(Records from a dataset)
[Start of Attachment]
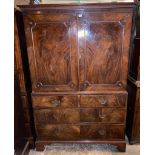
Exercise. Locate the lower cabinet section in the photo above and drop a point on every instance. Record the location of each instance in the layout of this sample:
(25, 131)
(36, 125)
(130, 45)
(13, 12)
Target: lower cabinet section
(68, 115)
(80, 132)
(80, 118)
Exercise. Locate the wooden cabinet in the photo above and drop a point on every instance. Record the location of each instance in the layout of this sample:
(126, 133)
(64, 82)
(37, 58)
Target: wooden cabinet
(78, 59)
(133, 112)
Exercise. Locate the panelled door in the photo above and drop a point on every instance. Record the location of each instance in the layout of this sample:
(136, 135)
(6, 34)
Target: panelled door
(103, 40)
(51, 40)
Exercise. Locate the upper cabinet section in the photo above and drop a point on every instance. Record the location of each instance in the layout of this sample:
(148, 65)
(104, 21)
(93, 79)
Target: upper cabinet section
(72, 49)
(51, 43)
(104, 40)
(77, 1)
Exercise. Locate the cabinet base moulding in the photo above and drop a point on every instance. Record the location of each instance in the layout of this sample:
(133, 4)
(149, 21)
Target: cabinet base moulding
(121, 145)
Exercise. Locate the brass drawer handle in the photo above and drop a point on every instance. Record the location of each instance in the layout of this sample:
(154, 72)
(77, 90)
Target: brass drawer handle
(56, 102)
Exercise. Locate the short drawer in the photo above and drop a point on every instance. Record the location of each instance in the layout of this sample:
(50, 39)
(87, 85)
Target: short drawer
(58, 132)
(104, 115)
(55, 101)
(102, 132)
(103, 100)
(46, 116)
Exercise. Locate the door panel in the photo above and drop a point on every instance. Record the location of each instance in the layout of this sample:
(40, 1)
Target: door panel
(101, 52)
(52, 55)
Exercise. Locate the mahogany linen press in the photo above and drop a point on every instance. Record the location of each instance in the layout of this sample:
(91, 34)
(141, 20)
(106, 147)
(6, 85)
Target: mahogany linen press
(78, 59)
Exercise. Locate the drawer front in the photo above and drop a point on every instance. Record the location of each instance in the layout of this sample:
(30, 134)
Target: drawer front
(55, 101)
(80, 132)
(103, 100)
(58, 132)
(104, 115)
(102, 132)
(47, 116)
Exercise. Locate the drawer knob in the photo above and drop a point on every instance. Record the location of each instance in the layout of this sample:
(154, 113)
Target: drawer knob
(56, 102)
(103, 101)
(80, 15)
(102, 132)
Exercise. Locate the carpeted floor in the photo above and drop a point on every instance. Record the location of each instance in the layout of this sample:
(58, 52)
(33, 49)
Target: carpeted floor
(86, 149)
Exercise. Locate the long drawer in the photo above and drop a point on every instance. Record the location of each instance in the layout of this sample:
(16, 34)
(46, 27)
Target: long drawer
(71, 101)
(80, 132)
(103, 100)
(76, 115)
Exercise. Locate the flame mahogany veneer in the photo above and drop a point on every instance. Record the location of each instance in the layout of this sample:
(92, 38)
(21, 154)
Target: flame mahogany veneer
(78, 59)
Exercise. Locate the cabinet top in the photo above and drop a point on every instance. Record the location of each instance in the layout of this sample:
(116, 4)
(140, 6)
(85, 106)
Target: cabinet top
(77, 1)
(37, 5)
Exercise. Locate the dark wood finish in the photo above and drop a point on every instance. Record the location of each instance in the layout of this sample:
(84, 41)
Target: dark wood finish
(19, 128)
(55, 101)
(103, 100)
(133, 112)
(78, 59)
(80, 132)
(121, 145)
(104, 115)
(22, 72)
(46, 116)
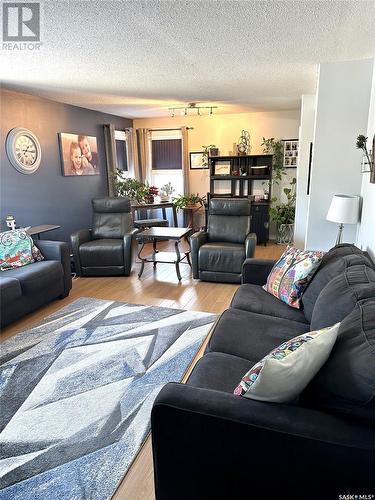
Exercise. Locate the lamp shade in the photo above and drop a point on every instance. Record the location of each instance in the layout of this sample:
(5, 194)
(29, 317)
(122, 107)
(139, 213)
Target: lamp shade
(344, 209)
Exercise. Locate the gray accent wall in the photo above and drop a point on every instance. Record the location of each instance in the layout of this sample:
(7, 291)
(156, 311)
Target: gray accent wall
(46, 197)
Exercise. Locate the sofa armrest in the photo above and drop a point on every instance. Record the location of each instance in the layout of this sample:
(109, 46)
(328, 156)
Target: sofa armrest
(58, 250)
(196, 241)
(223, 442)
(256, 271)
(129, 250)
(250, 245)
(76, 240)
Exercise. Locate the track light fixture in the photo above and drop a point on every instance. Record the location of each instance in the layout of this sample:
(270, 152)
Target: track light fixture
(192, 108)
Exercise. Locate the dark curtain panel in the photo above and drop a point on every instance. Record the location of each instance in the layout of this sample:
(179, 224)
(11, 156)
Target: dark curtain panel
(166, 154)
[End of Attachment]
Work to be completed.
Could you output every record above exactly as it appears, without the pictures?

Response below.
Exercise. Locate the lower cabinet section in the photo above and drop a point on every instance. Record the location of each instance in the layout of this sample:
(25, 131)
(36, 125)
(130, 45)
(13, 12)
Target: lower cabinet section
(68, 115)
(80, 132)
(80, 118)
Exercise. Locate the wooden cabinet in the photo above and drop a point on every instance. Record the location of each instance in the layout of this sample:
(126, 133)
(64, 82)
(37, 58)
Target: wooden cabinet
(78, 59)
(133, 112)
Exercise. Locate the panelled door in the photo above and drop a point on every instance. Record the location of each instance in the layout of this sample:
(136, 135)
(6, 34)
Target: panelled door
(103, 40)
(51, 40)
Exercise. Locate the upper cabinet section in the photo above and drop a point on every instance. Record the location of each instance in the layout of this sample:
(148, 65)
(104, 21)
(93, 79)
Target: upper cabinet section
(72, 49)
(51, 43)
(104, 40)
(77, 1)
Exercise. Locate the cabinet base moulding in the photo above and drop a point on every instance. Record the location of each instance in the layout of this sample:
(133, 4)
(149, 21)
Target: cabinet base moulding
(121, 145)
Exercise. Locate the brass drawer handle in the photo above and drop a point on every instance. Record the location of each instance in the layout of this sample:
(154, 72)
(77, 90)
Target: brass drawer handle
(56, 102)
Exercise. Locate the short drawer in the photo above and drop a point on every instance. Record the location of each instance in the layout of this sample:
(50, 39)
(87, 85)
Target: short drawer
(58, 132)
(104, 115)
(55, 101)
(102, 132)
(103, 100)
(46, 116)
Exercise. Locate the door panel in the photo above and drop a point on every instance. Record the location of each instance in the layout of this sample:
(40, 1)
Target: door panel
(101, 52)
(52, 55)
Exercise. Locate the mahogany linen press in the photo above and drop a point on every instance. Record the location of each instance in the layout of this sample:
(91, 34)
(141, 20)
(106, 147)
(6, 85)
Target: mahogany linen press
(78, 59)
Exercise. Locate the drawer front in the photo above and drop a point on every instance. Record the location of each instance in the layout of this sample:
(30, 134)
Target: drawer front
(55, 101)
(80, 132)
(103, 100)
(58, 132)
(104, 115)
(102, 132)
(47, 116)
Exercise. Locate the drawer knob in the photo above and drop a point on every instance. Record the location of each instance in the layout of this sample:
(154, 113)
Target: drawer knob
(56, 102)
(103, 101)
(80, 15)
(102, 132)
Exercise. Locate the carpeted floor in the photo above and drop a point on every instance. Record the location of each instance in the layout of this sample:
(58, 52)
(33, 49)
Target: carpeted floor
(86, 149)
Exercise. Locate the long drawer in the photo above and drop a point on every instance. Record the location of each instance in the layout of this sample:
(16, 34)
(46, 27)
Target: long drawer
(71, 101)
(80, 132)
(103, 100)
(76, 115)
Exercise. Locate the flame mahogany veneer in the photo above and drop a point on every instance. Record the location of each instance in the layout of this sample:
(92, 38)
(21, 154)
Target: flame mahogany veneer
(78, 59)
Exercise. Locate the cabinet top in the photo above and drop a point on every instance. Record the location of each instance in the layout of this sample:
(116, 4)
(140, 6)
(85, 106)
Target: cabinet top
(77, 1)
(37, 5)
Exercise. Locate the dark wood finish in the photo above and drop a point on every instance. Record the location of each instance in the layout of this sample:
(84, 41)
Target: dark wood finish
(19, 128)
(55, 101)
(103, 100)
(133, 112)
(78, 59)
(80, 132)
(121, 145)
(104, 115)
(22, 72)
(46, 116)
Exercise. Locate the lamp shade in the photo above and drop a point on every instance. Record the location of each instance in the layout of this sample:
(5, 194)
(29, 317)
(122, 107)
(139, 213)
Target: lamp shade
(344, 209)
Exercise. Locate the gray accent wall in the photo above and drop a point on every instance. Record the location of each instance in the layout of this sample:
(7, 291)
(156, 311)
Target: gray accent wall
(46, 197)
Exercise. Locate the sofa armrest in the photo above and drop a point on every instance. Record the location of each instance in the layout of this sample:
(109, 46)
(328, 156)
Target: sofa armrest
(58, 250)
(196, 241)
(223, 442)
(256, 271)
(129, 250)
(250, 245)
(76, 240)
Exercise. Locate the track light fixture in the photo above and drop a point on every instance. Record the location of each instance in the layout of this sample:
(270, 152)
Target: track light fixture
(192, 108)
Exercise. Locate the dark curtain panel in the photo above and drop a point on every instance. Record the location of each instance in the layout of this sample:
(179, 224)
(11, 156)
Target: dark curtain panel
(166, 154)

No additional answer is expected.